[START OF RECORDS TO PROCESS]

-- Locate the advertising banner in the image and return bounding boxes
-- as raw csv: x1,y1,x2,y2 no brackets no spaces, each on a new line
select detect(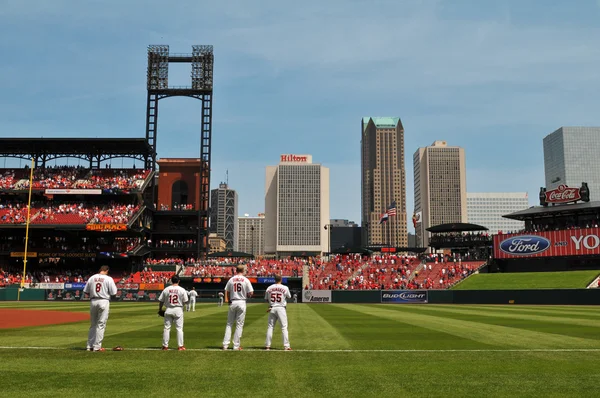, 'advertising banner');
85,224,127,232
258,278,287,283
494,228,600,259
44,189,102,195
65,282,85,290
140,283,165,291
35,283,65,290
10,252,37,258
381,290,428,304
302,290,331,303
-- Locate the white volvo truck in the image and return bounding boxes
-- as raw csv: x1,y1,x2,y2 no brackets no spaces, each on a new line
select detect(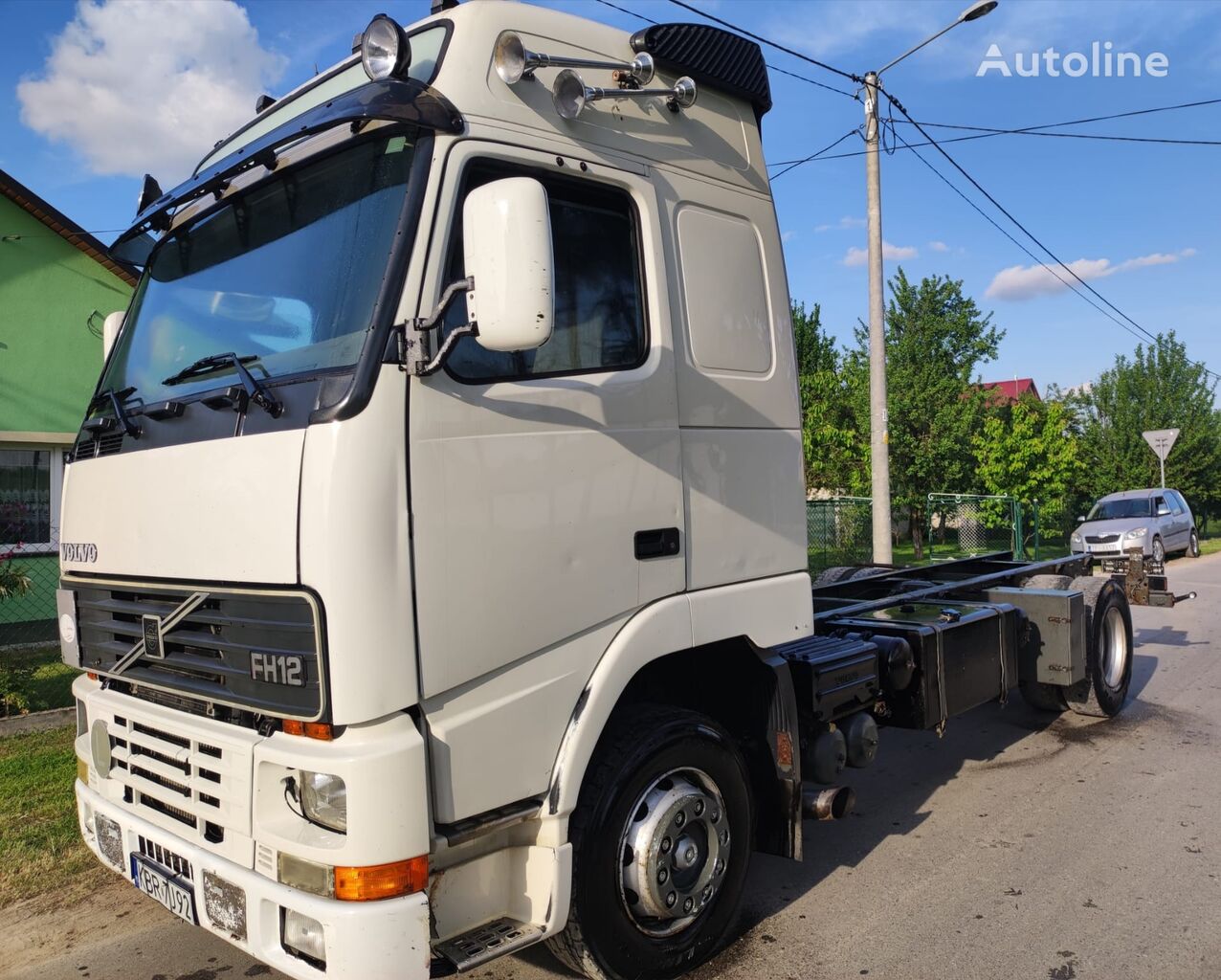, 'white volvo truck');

[END OF RECORDS TO PROCESS]

▸ **WORK TO DO**
Pick out and copy every line in the rows above that contains the word "bounding". Case counts.

▸ **RIGHT ANSWER**
-- Locate the advertising banner in the image and return bounding boxes
-- Locate the white volvo truck in the image and return bounding boxes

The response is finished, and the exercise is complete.